Task to carry out: Please filter the entries and return only the lines that include "pillar".

Image-grounded pointing data:
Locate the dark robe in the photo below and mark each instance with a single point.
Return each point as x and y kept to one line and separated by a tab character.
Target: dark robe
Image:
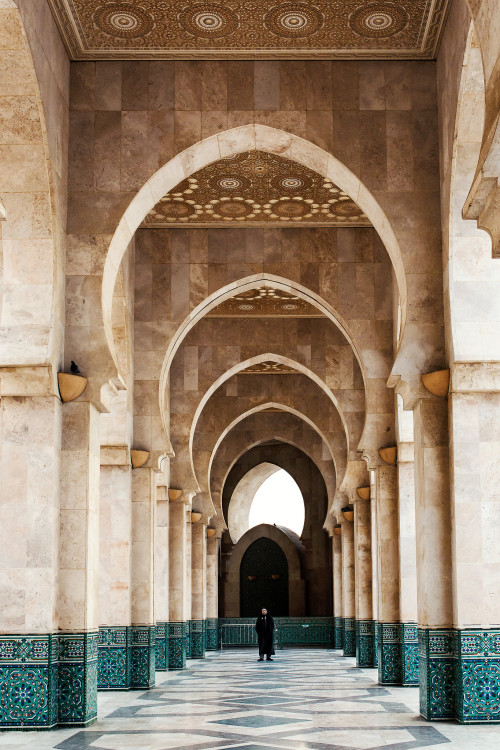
265	632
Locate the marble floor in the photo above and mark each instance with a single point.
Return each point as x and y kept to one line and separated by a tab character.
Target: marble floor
303	700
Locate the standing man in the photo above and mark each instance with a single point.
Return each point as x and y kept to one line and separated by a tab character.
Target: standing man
265	632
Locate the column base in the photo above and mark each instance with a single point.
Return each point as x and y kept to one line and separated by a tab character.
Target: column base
161	646
176	645
365	643
28	681
197	639
212	634
477	676
436	669
78	662
142	656
389	653
114	658
409	654
338	632
349	636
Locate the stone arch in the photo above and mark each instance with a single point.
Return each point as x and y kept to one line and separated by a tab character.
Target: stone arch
32	309
227	143
242	498
296	585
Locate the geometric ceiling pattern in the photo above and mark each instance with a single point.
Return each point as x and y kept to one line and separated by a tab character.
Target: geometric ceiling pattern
256	187
388	29
265	303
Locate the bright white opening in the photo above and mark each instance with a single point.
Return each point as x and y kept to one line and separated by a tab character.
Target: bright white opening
278	501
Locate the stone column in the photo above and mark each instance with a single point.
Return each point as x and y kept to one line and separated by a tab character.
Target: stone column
365	625
162	577
338	622
389	629
177	563
212	629
115	529
348	584
198	590
407	565
30	444
142	638
434	585
78	598
474	408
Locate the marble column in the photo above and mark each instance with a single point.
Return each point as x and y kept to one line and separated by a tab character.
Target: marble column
78	598
142	639
389	629
197	636
434	571
161	563
407	565
338	637
212	629
177	563
348	588
365	625
115	550
30	443
474	410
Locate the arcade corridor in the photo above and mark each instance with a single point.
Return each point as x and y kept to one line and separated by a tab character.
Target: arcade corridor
304	700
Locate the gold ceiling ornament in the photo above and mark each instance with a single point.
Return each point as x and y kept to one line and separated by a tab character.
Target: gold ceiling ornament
257	187
348	29
269	368
265	302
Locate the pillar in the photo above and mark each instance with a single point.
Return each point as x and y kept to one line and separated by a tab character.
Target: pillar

Response box:
Locate the pillar in the photo above and mark each instance with a single point.
Target: pillar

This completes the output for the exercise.